* **Quoted text**

++++

Understanding Open interest in futures and options

Post on: 3 Июнь, 2015 No Comment

Understanding Open interest in futures and options

Open Interest Essential Trading Tool

July 25th, 2011 Praveen Bajaj

Many a times you would have come across statements like Open interest in XYZ increased 20 percent, but not many of us are comfortable with the idea of Open interest and many others confuse the same with volume. I will try to clarify this concept through this article.

First let me explain you, what is the open interest and why is it important?

The word open in open interest itself says that the contract is open. Open interest means unsettled derivative contract for a specific underlying security like Future and Option. Simply it can be also summarized as contracts outstanding on a particular day.

How can the contract be open??

For trading in future market there must be two parties involved. One is buyer and other is seller.

1) Suppose the buyer Mr. A buys contracts from Mr. B, the open interest is 1 and the contract is said to be OPEN.

2) Again the same contract is sold by Mr. A to Mr. B the open interest will become 0. The contract is simply closed.

3) If the contract is sold to the new party i.e. Mr. C, The open interest will remain same because Mr. A closes the contract but Mr. C open a new contract.

Now I am sure you must be clear that why it is called an open contract.

At this point one question must be coming in your mind that impact open interest in the market?

Before giving my view on this, following should be kept in mind:

  • Only an increase in volatility or open interest does not necessarily indicate anything about the future price movements
  • If the open interest increases suddenly it is likely that the new information about the underlying security is being revealed which may increase the volatility
  • It also shows that there is strength behind the current price movement. Overall increase in open interest implies flowing of new money into the market, and hence we can conclude that the present trend will continue.

++++

[Dataset excerpts on pointing to objects]

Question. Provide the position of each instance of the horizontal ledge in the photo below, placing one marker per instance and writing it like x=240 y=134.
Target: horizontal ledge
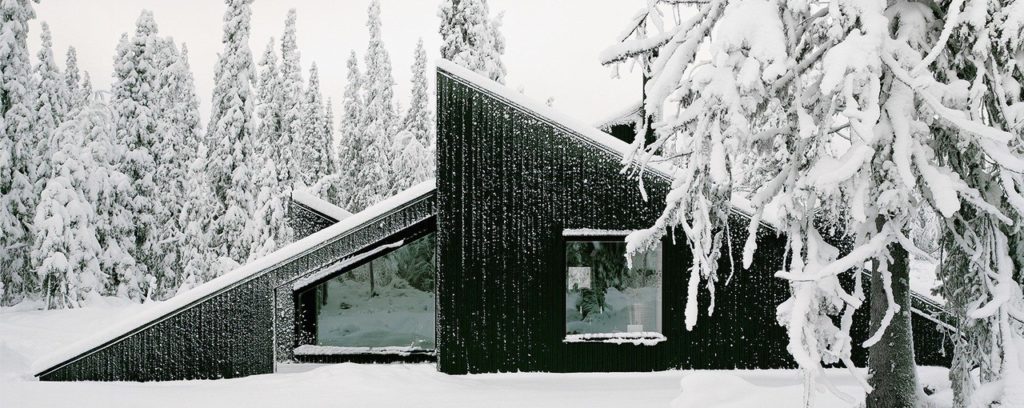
x=635 y=338
x=312 y=350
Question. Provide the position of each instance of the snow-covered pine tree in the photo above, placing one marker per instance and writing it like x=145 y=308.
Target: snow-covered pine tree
x=67 y=251
x=785 y=83
x=230 y=131
x=174 y=152
x=16 y=277
x=136 y=105
x=982 y=252
x=314 y=146
x=268 y=115
x=329 y=132
x=420 y=117
x=49 y=105
x=291 y=105
x=199 y=255
x=471 y=39
x=77 y=97
x=379 y=121
x=413 y=148
x=351 y=140
x=270 y=220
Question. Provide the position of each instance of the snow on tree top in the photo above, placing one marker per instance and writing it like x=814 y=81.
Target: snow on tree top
x=323 y=206
x=177 y=303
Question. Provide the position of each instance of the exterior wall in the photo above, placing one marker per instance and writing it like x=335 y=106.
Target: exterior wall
x=232 y=332
x=304 y=220
x=509 y=182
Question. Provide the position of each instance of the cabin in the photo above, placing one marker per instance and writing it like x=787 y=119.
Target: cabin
x=513 y=259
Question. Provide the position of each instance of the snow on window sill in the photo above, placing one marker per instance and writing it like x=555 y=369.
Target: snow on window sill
x=635 y=338
x=311 y=350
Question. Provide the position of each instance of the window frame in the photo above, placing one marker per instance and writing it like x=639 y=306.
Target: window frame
x=614 y=236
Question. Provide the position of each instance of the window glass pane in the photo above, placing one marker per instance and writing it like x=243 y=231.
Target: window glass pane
x=603 y=294
x=388 y=301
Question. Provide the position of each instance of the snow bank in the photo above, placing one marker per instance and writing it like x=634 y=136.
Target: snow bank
x=310 y=350
x=177 y=303
x=305 y=198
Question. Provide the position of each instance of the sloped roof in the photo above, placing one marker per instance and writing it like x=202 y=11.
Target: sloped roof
x=320 y=205
x=230 y=279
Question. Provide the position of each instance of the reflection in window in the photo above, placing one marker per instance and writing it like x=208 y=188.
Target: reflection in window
x=603 y=294
x=388 y=301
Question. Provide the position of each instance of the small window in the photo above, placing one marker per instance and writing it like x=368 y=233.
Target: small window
x=608 y=299
x=385 y=304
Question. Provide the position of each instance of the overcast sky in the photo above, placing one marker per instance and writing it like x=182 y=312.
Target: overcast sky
x=552 y=45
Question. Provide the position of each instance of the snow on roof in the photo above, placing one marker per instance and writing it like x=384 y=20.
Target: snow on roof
x=171 y=307
x=628 y=115
x=307 y=199
x=593 y=134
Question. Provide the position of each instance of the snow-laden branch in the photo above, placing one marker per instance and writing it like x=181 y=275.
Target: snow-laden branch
x=855 y=258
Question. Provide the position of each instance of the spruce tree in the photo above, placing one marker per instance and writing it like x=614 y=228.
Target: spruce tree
x=268 y=115
x=420 y=118
x=77 y=96
x=136 y=105
x=378 y=122
x=229 y=133
x=351 y=138
x=291 y=105
x=174 y=153
x=67 y=250
x=314 y=146
x=16 y=277
x=471 y=39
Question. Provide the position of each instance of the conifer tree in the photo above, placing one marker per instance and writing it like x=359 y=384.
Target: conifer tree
x=471 y=39
x=378 y=122
x=291 y=104
x=16 y=277
x=268 y=115
x=67 y=250
x=230 y=132
x=351 y=140
x=314 y=146
x=420 y=118
x=77 y=96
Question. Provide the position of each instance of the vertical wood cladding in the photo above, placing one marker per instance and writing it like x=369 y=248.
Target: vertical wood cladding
x=232 y=332
x=304 y=220
x=509 y=182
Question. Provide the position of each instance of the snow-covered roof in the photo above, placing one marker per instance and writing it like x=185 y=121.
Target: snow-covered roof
x=320 y=205
x=628 y=115
x=180 y=302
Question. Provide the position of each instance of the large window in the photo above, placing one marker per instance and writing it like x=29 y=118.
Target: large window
x=607 y=298
x=387 y=302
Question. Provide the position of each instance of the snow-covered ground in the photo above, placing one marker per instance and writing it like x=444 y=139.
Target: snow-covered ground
x=27 y=334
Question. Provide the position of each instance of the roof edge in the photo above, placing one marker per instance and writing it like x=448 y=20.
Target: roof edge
x=208 y=290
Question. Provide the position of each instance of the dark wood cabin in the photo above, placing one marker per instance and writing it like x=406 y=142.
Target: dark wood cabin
x=522 y=234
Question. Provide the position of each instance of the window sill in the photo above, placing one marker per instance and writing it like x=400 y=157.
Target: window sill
x=635 y=338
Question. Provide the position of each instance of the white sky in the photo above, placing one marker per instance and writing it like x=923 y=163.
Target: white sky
x=552 y=45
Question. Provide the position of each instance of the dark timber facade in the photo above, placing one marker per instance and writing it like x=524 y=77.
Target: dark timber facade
x=510 y=181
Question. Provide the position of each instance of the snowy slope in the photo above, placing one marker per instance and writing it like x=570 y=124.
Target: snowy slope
x=305 y=198
x=231 y=278
x=604 y=140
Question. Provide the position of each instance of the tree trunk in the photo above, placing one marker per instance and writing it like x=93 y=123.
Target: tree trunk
x=891 y=364
x=373 y=289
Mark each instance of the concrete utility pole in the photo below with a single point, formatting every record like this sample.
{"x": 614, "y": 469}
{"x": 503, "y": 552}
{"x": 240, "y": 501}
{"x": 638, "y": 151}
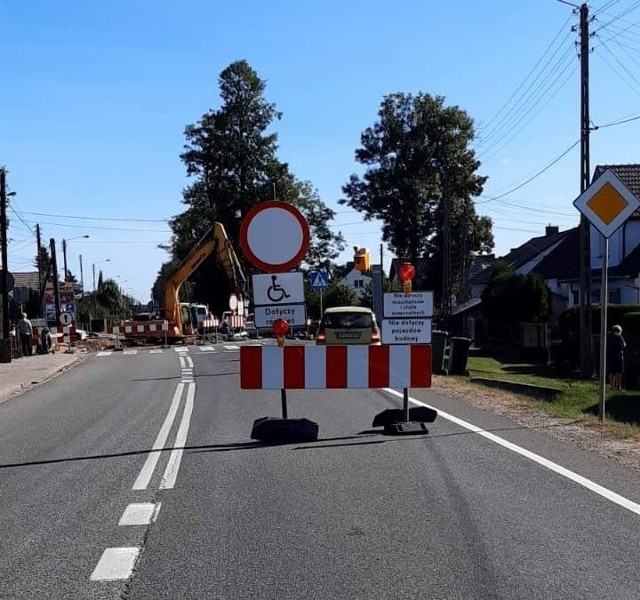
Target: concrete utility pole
{"x": 39, "y": 258}
{"x": 56, "y": 288}
{"x": 64, "y": 259}
{"x": 586, "y": 359}
{"x": 584, "y": 259}
{"x": 4, "y": 285}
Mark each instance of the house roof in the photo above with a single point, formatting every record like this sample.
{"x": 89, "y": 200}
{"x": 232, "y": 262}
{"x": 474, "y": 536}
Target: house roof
{"x": 26, "y": 280}
{"x": 517, "y": 257}
{"x": 628, "y": 174}
{"x": 563, "y": 262}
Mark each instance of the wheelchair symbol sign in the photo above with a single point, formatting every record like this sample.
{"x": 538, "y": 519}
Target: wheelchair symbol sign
{"x": 278, "y": 288}
{"x": 66, "y": 318}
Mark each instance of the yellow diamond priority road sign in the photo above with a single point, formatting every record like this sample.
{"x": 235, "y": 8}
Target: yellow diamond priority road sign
{"x": 607, "y": 203}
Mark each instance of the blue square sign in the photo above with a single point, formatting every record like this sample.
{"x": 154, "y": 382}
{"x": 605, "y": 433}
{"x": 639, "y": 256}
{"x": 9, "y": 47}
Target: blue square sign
{"x": 318, "y": 280}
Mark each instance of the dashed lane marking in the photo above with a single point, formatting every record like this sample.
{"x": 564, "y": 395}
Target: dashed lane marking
{"x": 143, "y": 513}
{"x": 115, "y": 563}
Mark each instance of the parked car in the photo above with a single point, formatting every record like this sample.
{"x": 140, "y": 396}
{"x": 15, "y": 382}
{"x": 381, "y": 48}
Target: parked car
{"x": 343, "y": 325}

++++

* **Work instructions**
1/ In the article on open interest, what happens to open interest when Mr. A sells the same contract back to Mr. B?
2/ Continue the article on open interest from the point where it stops.

* **Task-by-task outputs**
1/ The open interest becomes 0, and the contract is closed.

2/
To what extent is the concept of open interest important for a trader and specifically for an option trader?

  • An option trader can draw certain conclusion by monitoring changes in the open interest figures both during the day as well as comparing End-of-day data
  • An increase in open interest along with an increase in price is said to confirm an upward trend.
  • An increase in open interest along with a decrease in price confirms a downward trend.
  • If the prices increase or decreases while the open interest remains flat or declining may indicate a trend reversal (change in the direction of the market).

CALCULATION OF OPEN INTEREST

It is important to know that there are two type of trade, one is opening trade (purchase) and another is closing trade (selling or squaring off).

In simplest words Open interest is calculated by adding all the opening contract trades and subtracting all the closing contracts trades. Let me give you another example:

Take the above example three traders Mr. A, Mr. B, and Mr. C.

1) Trader A enters a trade by buying 1 contract from Mr. C Open Interest increases to 1

2) Trader B enters a trade by buying 4 contracts from Mr. C Open interest increases to 5

3) Trader A exits by selling one contract to Mr. C Open interest decreases to 4

4) Trader C enters a short trade by selling four contracts to Mr. A Open interest increases to 8

RELATION BETWEEN PRICE AND OPEN INTEREST AND ITS IMPLICATION

The Relationship between the price and open interest can be summarized by the following table:

It is important for trader to understand the concept more clearly to sustain strongly into the market. While analyzing the future and options market remember considering open interest to get more accurate expectation. Open Interest gives a fair idea to the trader that regarding market gaining strength or getting weaker.

Remember knowledge is a tool for the trader to make money. Any type of query, advice and suggestions are appreciated. It’s your money, invest wisely.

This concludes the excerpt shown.